= Stated goal =
Rewrite the material below as a numbered list, from the line containing "If you could segment every instance of the decorative" up to and including the line containing "38 80 L 34 84", and leave out blank lines and pictures.

= Excerpted data =

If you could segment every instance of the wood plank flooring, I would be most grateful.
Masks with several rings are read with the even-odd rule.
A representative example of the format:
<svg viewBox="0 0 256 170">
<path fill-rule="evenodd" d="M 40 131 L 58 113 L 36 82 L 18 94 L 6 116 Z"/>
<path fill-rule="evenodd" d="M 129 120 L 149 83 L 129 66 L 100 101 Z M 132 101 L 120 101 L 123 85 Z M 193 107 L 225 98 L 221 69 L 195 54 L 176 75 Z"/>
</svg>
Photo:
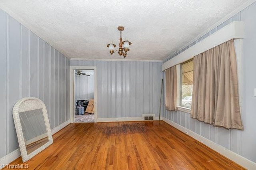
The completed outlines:
<svg viewBox="0 0 256 170">
<path fill-rule="evenodd" d="M 241 166 L 162 121 L 72 123 L 25 163 L 42 170 L 238 170 Z"/>
</svg>

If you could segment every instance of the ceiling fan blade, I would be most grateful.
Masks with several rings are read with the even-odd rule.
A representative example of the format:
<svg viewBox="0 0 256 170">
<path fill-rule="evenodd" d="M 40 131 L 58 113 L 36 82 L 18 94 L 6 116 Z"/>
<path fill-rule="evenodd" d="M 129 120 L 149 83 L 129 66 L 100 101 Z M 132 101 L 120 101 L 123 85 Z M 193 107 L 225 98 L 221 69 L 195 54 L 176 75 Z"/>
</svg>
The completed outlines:
<svg viewBox="0 0 256 170">
<path fill-rule="evenodd" d="M 88 74 L 86 74 L 84 73 L 81 73 L 81 74 L 82 74 L 83 75 L 87 75 L 87 76 L 90 76 L 90 75 L 88 75 Z"/>
</svg>

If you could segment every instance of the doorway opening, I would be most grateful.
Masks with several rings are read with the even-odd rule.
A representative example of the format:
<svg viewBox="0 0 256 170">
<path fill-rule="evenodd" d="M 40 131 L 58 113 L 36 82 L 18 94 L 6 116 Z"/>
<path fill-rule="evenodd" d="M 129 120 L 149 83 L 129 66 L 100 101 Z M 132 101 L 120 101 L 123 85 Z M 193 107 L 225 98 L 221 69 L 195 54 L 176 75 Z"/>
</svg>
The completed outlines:
<svg viewBox="0 0 256 170">
<path fill-rule="evenodd" d="M 96 67 L 70 66 L 71 123 L 96 122 Z"/>
<path fill-rule="evenodd" d="M 74 122 L 94 122 L 94 71 L 75 69 L 74 74 Z"/>
</svg>

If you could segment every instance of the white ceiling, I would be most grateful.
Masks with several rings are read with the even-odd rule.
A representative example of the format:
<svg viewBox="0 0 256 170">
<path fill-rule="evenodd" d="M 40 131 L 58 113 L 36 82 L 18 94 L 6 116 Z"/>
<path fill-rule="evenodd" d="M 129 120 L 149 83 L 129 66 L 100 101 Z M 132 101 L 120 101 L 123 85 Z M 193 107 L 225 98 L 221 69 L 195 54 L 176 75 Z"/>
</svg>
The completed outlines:
<svg viewBox="0 0 256 170">
<path fill-rule="evenodd" d="M 126 59 L 162 60 L 248 1 L 1 0 L 0 8 L 69 58 L 123 59 L 106 46 L 118 49 L 123 26 Z"/>
</svg>

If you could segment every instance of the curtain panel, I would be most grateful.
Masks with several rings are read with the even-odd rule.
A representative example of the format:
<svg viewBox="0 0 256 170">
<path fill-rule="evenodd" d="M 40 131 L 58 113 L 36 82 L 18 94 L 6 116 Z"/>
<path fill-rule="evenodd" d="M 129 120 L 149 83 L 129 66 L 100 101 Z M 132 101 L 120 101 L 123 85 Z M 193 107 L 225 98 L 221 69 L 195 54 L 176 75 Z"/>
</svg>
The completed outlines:
<svg viewBox="0 0 256 170">
<path fill-rule="evenodd" d="M 176 65 L 166 70 L 165 107 L 177 111 L 177 73 Z"/>
<path fill-rule="evenodd" d="M 191 117 L 241 130 L 236 59 L 231 40 L 194 58 Z"/>
</svg>

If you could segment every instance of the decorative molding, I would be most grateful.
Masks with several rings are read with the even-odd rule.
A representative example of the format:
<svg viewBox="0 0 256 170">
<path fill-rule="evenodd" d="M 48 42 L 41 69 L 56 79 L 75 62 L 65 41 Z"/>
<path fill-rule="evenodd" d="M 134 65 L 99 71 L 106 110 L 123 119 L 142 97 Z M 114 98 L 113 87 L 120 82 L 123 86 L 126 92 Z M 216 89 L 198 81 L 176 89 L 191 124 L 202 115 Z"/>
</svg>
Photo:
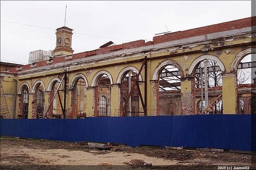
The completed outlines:
<svg viewBox="0 0 256 170">
<path fill-rule="evenodd" d="M 38 80 L 34 84 L 33 87 L 32 87 L 32 90 L 31 91 L 32 93 L 35 93 L 35 88 L 37 86 L 37 84 L 42 84 L 43 85 L 43 87 L 44 87 L 44 92 L 45 92 L 45 86 L 44 85 L 44 82 L 41 80 Z"/>
<path fill-rule="evenodd" d="M 156 68 L 154 71 L 154 73 L 153 73 L 152 80 L 157 80 L 159 72 L 163 69 L 163 67 L 170 65 L 175 66 L 178 69 L 180 73 L 180 76 L 181 77 L 184 77 L 182 69 L 181 69 L 180 66 L 176 62 L 171 60 L 166 60 L 162 61 L 157 66 L 157 68 Z"/>
<path fill-rule="evenodd" d="M 139 73 L 139 70 L 136 68 L 135 67 L 132 66 L 128 66 L 126 67 L 125 67 L 123 68 L 121 72 L 118 74 L 118 76 L 117 76 L 117 78 L 116 79 L 116 84 L 120 84 L 122 81 L 122 78 L 123 76 L 124 75 L 124 74 L 128 71 L 133 71 L 135 72 L 137 74 Z M 140 81 L 142 81 L 142 77 L 141 77 L 141 75 L 140 75 L 139 76 L 139 80 Z"/>
<path fill-rule="evenodd" d="M 95 75 L 93 76 L 93 80 L 92 80 L 92 83 L 91 83 L 91 86 L 97 86 L 97 85 L 98 84 L 98 83 L 99 82 L 99 78 L 104 74 L 108 75 L 108 78 L 110 79 L 111 85 L 113 84 L 113 81 L 112 76 L 111 76 L 111 74 L 107 71 L 101 70 L 99 72 L 98 72 L 96 74 L 95 74 Z"/>
<path fill-rule="evenodd" d="M 236 72 L 238 65 L 244 56 L 251 54 L 256 54 L 256 48 L 249 48 L 239 52 L 236 55 L 230 68 L 230 71 Z"/>
<path fill-rule="evenodd" d="M 47 91 L 51 91 L 52 87 L 53 84 L 55 83 L 57 83 L 57 82 L 60 83 L 60 82 L 61 82 L 61 80 L 58 78 L 52 78 L 52 80 L 51 80 L 51 81 L 50 81 L 50 82 L 48 84 L 48 86 L 47 88 Z M 62 89 L 63 89 L 63 84 L 62 83 L 61 83 L 61 88 L 62 88 Z"/>
<path fill-rule="evenodd" d="M 76 81 L 80 78 L 82 78 L 84 80 L 84 81 L 85 81 L 85 84 L 86 84 L 86 86 L 88 87 L 88 81 L 87 81 L 87 79 L 86 78 L 86 77 L 85 77 L 85 76 L 83 74 L 81 73 L 79 73 L 75 75 L 75 76 L 72 79 L 72 80 L 71 81 L 71 82 L 70 83 L 70 89 L 72 89 L 73 88 L 75 83 L 76 83 Z"/>
<path fill-rule="evenodd" d="M 224 66 L 224 65 L 219 58 L 218 58 L 215 55 L 206 54 L 202 55 L 197 57 L 194 60 L 194 61 L 193 61 L 193 62 L 191 63 L 191 65 L 190 65 L 189 69 L 189 75 L 191 75 L 192 72 L 195 69 L 195 67 L 198 64 L 198 63 L 205 59 L 211 59 L 215 61 L 218 63 L 221 71 L 222 72 L 224 72 L 225 71 L 225 67 Z"/>
<path fill-rule="evenodd" d="M 29 93 L 30 92 L 30 88 L 29 87 L 29 84 L 27 82 L 23 82 L 20 85 L 20 87 L 19 87 L 19 89 L 18 90 L 18 95 L 21 94 L 24 86 L 26 86 L 28 87 Z"/>
</svg>

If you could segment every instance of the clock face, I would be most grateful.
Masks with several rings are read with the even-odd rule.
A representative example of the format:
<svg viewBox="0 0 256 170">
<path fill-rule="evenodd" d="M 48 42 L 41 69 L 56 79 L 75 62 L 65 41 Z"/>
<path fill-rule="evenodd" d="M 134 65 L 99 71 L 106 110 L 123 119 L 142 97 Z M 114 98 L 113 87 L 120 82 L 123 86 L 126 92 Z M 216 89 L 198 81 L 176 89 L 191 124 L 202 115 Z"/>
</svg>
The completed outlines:
<svg viewBox="0 0 256 170">
<path fill-rule="evenodd" d="M 65 41 L 65 43 L 66 44 L 69 44 L 69 43 L 70 43 L 70 40 L 69 40 L 69 38 L 65 38 L 65 40 L 64 40 L 64 41 Z"/>
<path fill-rule="evenodd" d="M 57 41 L 58 42 L 58 43 L 60 43 L 61 42 L 61 38 L 58 38 L 58 40 L 57 40 Z"/>
</svg>

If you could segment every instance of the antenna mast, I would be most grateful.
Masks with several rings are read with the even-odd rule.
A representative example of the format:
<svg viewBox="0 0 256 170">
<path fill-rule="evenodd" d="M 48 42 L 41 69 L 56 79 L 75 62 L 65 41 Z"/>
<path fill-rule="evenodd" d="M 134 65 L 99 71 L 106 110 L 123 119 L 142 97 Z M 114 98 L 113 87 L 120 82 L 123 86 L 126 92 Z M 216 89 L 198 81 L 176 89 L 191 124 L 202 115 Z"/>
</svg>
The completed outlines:
<svg viewBox="0 0 256 170">
<path fill-rule="evenodd" d="M 66 14 L 67 13 L 67 4 L 66 4 L 66 10 L 65 10 L 65 23 L 64 23 L 64 26 L 66 26 Z"/>
</svg>

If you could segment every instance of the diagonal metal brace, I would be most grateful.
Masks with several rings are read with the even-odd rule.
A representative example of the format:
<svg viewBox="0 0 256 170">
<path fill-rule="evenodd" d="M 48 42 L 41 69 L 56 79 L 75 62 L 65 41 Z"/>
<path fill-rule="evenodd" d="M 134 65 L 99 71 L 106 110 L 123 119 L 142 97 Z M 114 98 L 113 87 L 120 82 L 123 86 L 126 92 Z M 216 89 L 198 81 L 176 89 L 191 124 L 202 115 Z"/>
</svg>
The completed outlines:
<svg viewBox="0 0 256 170">
<path fill-rule="evenodd" d="M 144 59 L 143 61 L 143 62 L 142 63 L 142 65 L 141 66 L 141 67 L 140 67 L 140 69 L 139 73 L 138 73 L 138 74 L 137 74 L 137 76 L 136 76 L 136 78 L 135 78 L 135 80 L 133 84 L 132 85 L 132 86 L 131 87 L 131 91 L 129 92 L 129 94 L 128 95 L 128 97 L 127 97 L 127 99 L 126 100 L 126 101 L 125 101 L 125 105 L 123 107 L 122 109 L 122 111 L 120 113 L 120 116 L 122 116 L 122 115 L 124 114 L 124 112 L 125 112 L 125 107 L 126 107 L 126 106 L 127 105 L 127 104 L 128 103 L 128 101 L 129 101 L 129 99 L 131 97 L 131 93 L 133 91 L 133 90 L 134 88 L 134 86 L 135 86 L 135 85 L 136 85 L 136 84 L 137 83 L 137 81 L 138 81 L 138 79 L 139 79 L 139 77 L 140 76 L 140 73 L 141 72 L 141 71 L 142 71 L 142 69 L 143 68 L 143 67 L 144 66 L 145 64 L 145 62 L 146 62 L 146 60 Z"/>
<path fill-rule="evenodd" d="M 54 100 L 54 98 L 55 98 L 55 96 L 56 96 L 57 93 L 58 93 L 58 90 L 60 88 L 61 85 L 61 83 L 62 83 L 62 81 L 63 81 L 63 80 L 64 80 L 64 78 L 65 78 L 65 77 L 66 76 L 66 73 L 65 73 L 65 74 L 64 75 L 64 76 L 61 79 L 61 81 L 60 84 L 59 84 L 58 86 L 57 90 L 56 90 L 56 92 L 55 92 L 54 95 L 53 95 L 53 97 L 52 98 L 52 101 L 51 101 L 51 103 L 50 103 L 50 104 L 49 105 L 49 106 L 48 107 L 48 108 L 47 109 L 46 112 L 45 112 L 45 113 L 44 113 L 44 115 L 43 118 L 45 118 L 45 117 L 46 117 L 46 115 L 47 115 L 47 113 L 49 112 L 49 110 L 50 109 L 50 107 L 51 107 L 51 106 L 52 105 L 52 103 L 53 103 L 53 100 Z"/>
</svg>

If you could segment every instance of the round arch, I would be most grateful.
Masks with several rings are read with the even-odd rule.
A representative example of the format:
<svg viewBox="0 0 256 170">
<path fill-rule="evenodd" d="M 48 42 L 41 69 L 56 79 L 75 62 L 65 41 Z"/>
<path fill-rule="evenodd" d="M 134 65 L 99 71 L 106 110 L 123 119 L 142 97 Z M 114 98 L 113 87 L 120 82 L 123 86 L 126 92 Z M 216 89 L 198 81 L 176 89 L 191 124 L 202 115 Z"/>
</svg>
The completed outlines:
<svg viewBox="0 0 256 170">
<path fill-rule="evenodd" d="M 253 53 L 256 53 L 256 48 L 250 48 L 239 52 L 236 55 L 233 60 L 233 61 L 231 64 L 230 71 L 231 72 L 236 72 L 237 71 L 238 65 L 244 57 L 247 55 Z"/>
<path fill-rule="evenodd" d="M 30 92 L 30 88 L 29 88 L 29 84 L 27 82 L 23 82 L 20 86 L 20 87 L 18 90 L 18 95 L 21 94 L 21 93 L 22 92 L 22 90 L 24 86 L 26 86 L 28 87 L 28 89 L 29 89 L 29 93 Z"/>
<path fill-rule="evenodd" d="M 207 54 L 200 55 L 195 59 L 194 61 L 193 61 L 191 63 L 191 65 L 190 65 L 189 69 L 188 74 L 191 75 L 191 74 L 192 74 L 193 71 L 194 70 L 196 65 L 199 62 L 205 59 L 211 59 L 215 61 L 218 63 L 221 71 L 222 72 L 224 72 L 225 71 L 225 67 L 224 66 L 224 65 L 219 58 L 215 55 Z"/>
<path fill-rule="evenodd" d="M 116 79 L 116 84 L 121 84 L 122 78 L 124 76 L 124 75 L 125 74 L 125 72 L 129 70 L 133 71 L 136 73 L 139 74 L 139 70 L 138 70 L 138 69 L 137 69 L 134 67 L 132 66 L 128 66 L 126 67 L 125 67 L 123 68 L 122 70 L 121 70 L 121 71 L 118 74 L 117 78 Z M 139 76 L 139 80 L 140 80 L 140 81 L 142 81 L 142 77 L 141 77 L 141 75 L 140 75 Z"/>
<path fill-rule="evenodd" d="M 163 69 L 163 67 L 169 65 L 171 65 L 175 66 L 180 71 L 180 76 L 182 78 L 184 77 L 183 71 L 182 70 L 182 69 L 181 69 L 180 66 L 177 63 L 171 60 L 167 60 L 161 62 L 156 68 L 154 71 L 154 73 L 153 73 L 152 80 L 157 80 L 158 78 L 158 75 L 159 75 L 159 72 L 161 71 L 161 69 Z"/>
<path fill-rule="evenodd" d="M 80 73 L 75 75 L 75 76 L 72 79 L 71 82 L 70 83 L 71 89 L 73 89 L 74 87 L 74 85 L 75 85 L 75 84 L 76 82 L 76 81 L 80 78 L 82 78 L 84 80 L 84 81 L 85 81 L 85 84 L 86 84 L 86 86 L 88 87 L 88 81 L 87 81 L 87 79 L 85 77 L 85 76 L 84 76 L 84 75 L 81 73 Z"/>
<path fill-rule="evenodd" d="M 45 86 L 44 86 L 44 82 L 42 81 L 41 80 L 38 80 L 33 85 L 33 87 L 32 87 L 32 91 L 31 91 L 32 93 L 34 93 L 35 92 L 35 89 L 38 84 L 41 84 L 43 85 L 44 92 L 45 92 Z"/>
<path fill-rule="evenodd" d="M 48 87 L 47 88 L 47 91 L 50 91 L 51 90 L 52 90 L 52 86 L 56 82 L 59 82 L 60 83 L 61 82 L 61 80 L 59 79 L 59 78 L 52 78 L 52 80 L 51 80 L 51 81 L 50 81 L 50 82 L 49 83 L 49 84 L 48 84 Z M 63 84 L 61 83 L 61 88 L 62 89 L 63 89 Z"/>
<path fill-rule="evenodd" d="M 98 82 L 99 80 L 99 78 L 100 78 L 104 74 L 105 74 L 108 76 L 108 78 L 110 79 L 110 84 L 111 85 L 113 84 L 113 81 L 110 73 L 107 71 L 101 70 L 98 72 L 93 76 L 93 80 L 92 81 L 92 83 L 91 83 L 91 86 L 92 87 L 96 86 L 97 84 L 98 84 Z"/>
</svg>

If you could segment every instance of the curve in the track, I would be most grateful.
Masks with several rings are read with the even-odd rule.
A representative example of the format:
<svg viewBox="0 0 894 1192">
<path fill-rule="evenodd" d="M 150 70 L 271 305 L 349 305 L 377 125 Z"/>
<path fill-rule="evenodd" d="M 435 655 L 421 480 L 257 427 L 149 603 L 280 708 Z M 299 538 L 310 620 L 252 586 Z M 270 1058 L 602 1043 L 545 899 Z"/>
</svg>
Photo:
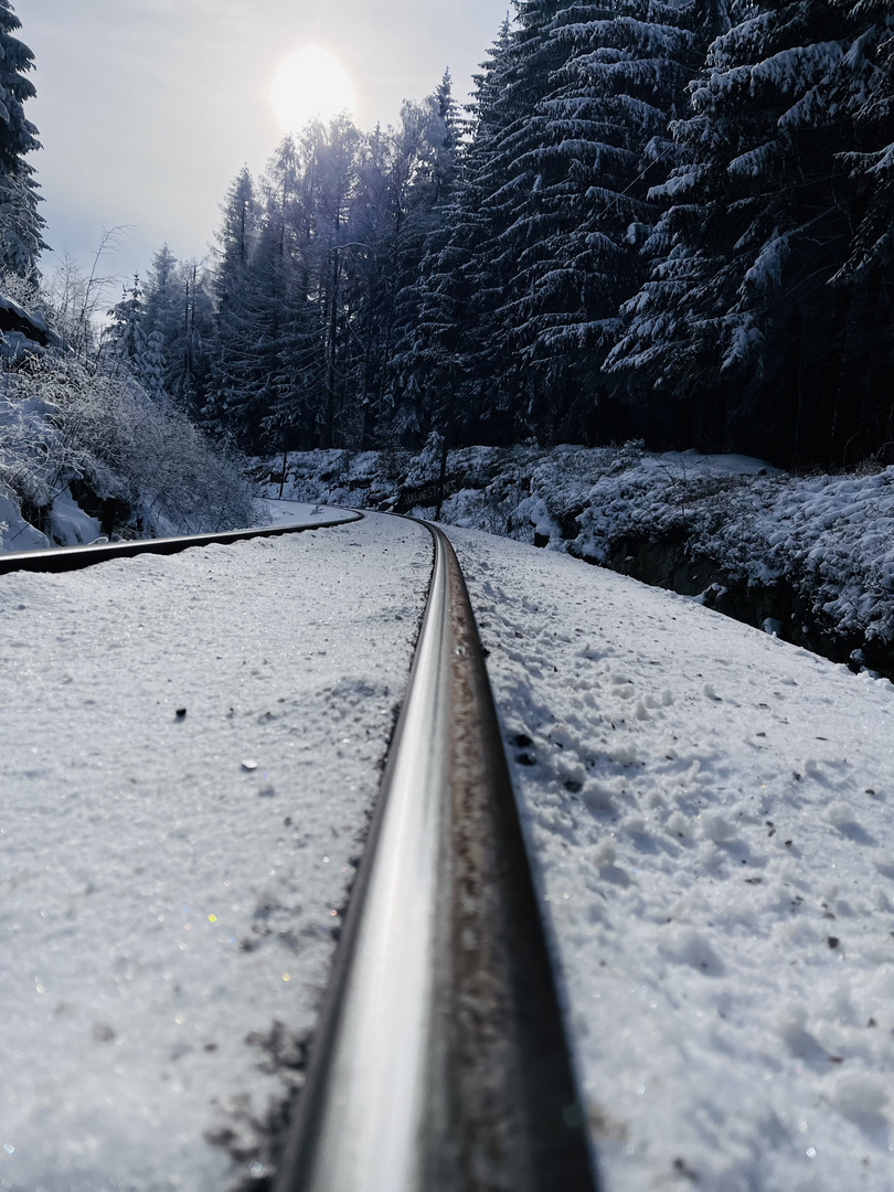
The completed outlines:
<svg viewBox="0 0 894 1192">
<path fill-rule="evenodd" d="M 110 559 L 132 559 L 137 554 L 179 554 L 194 546 L 243 542 L 252 538 L 278 538 L 280 534 L 302 534 L 309 529 L 329 529 L 360 521 L 359 510 L 346 510 L 349 516 L 324 521 L 294 522 L 288 526 L 259 526 L 253 529 L 223 530 L 219 534 L 180 534 L 176 538 L 139 538 L 128 542 L 101 542 L 87 546 L 56 546 L 48 551 L 20 551 L 0 553 L 0 576 L 12 571 L 81 571 L 107 563 Z"/>
<path fill-rule="evenodd" d="M 474 616 L 428 607 L 277 1192 L 592 1192 Z"/>
</svg>

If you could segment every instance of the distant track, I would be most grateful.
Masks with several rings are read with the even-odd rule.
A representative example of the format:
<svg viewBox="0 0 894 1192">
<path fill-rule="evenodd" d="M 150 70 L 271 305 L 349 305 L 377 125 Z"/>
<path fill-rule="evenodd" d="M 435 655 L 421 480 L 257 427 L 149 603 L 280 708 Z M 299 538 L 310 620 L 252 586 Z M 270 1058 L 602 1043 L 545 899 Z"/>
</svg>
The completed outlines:
<svg viewBox="0 0 894 1192">
<path fill-rule="evenodd" d="M 64 572 L 350 524 L 0 554 Z M 474 615 L 435 557 L 406 697 L 275 1192 L 596 1192 Z"/>
<path fill-rule="evenodd" d="M 350 510 L 350 517 L 325 521 L 296 522 L 291 526 L 259 526 L 254 529 L 224 530 L 221 534 L 181 534 L 178 538 L 139 538 L 128 542 L 101 542 L 88 546 L 56 546 L 48 551 L 0 553 L 0 576 L 11 571 L 81 571 L 83 567 L 107 563 L 110 559 L 132 559 L 137 554 L 179 554 L 194 546 L 228 546 L 252 538 L 277 538 L 280 534 L 302 534 L 309 529 L 328 529 L 361 521 L 362 514 Z"/>
<path fill-rule="evenodd" d="M 592 1192 L 474 616 L 428 528 L 428 606 L 275 1190 Z"/>
</svg>

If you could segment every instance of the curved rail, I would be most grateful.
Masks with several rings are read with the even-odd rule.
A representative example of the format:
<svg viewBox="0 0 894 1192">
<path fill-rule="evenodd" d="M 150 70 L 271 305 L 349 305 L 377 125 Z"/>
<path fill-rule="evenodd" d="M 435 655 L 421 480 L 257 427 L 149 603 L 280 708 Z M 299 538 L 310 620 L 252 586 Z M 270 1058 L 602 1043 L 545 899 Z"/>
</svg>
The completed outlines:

= Output below =
1. If you could segment every instance of the decorative molding, I would be most grateful.
2. Masks with several rings are read with the even-odd rule.
3. A representative example of the format:
4. <svg viewBox="0 0 256 170">
5. <path fill-rule="evenodd" d="M 48 42 L 41 69 L 56 79 L 75 62 L 65 41 Z"/>
6. <path fill-rule="evenodd" d="M 134 65 L 99 71 L 106 110 L 123 119 L 142 97 Z M 114 98 L 113 87 L 120 82 L 123 86 L 126 92 Z M 216 89 L 198 81 L 176 89 L 191 124 L 202 115 Z"/>
7. </svg>
8. Photo:
9. The completed outlines:
10. <svg viewBox="0 0 256 170">
11. <path fill-rule="evenodd" d="M 38 80 L 34 84 L 33 87 L 32 87 L 32 90 L 31 91 L 32 93 L 35 93 L 35 88 L 37 86 L 37 84 L 42 84 L 43 85 L 43 87 L 44 87 L 44 92 L 45 92 L 45 86 L 44 85 L 44 82 L 41 80 Z"/>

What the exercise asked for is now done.